| Written task |
Change each occurrence of "seated spectator" to "seated audience member" throughout the listing, and leave everything else untouched.

| Records provided |
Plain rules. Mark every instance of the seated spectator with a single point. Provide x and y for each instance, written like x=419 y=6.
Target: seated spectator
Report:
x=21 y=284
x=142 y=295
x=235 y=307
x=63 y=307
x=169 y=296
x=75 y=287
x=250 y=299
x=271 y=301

| Task result |
Plain rules. Mark every instance of the seated audience member with a single point. Provide x and y for each instance, written like x=419 y=6.
Target: seated audience member
Report:
x=21 y=284
x=142 y=295
x=235 y=307
x=63 y=307
x=169 y=296
x=75 y=287
x=250 y=299
x=271 y=301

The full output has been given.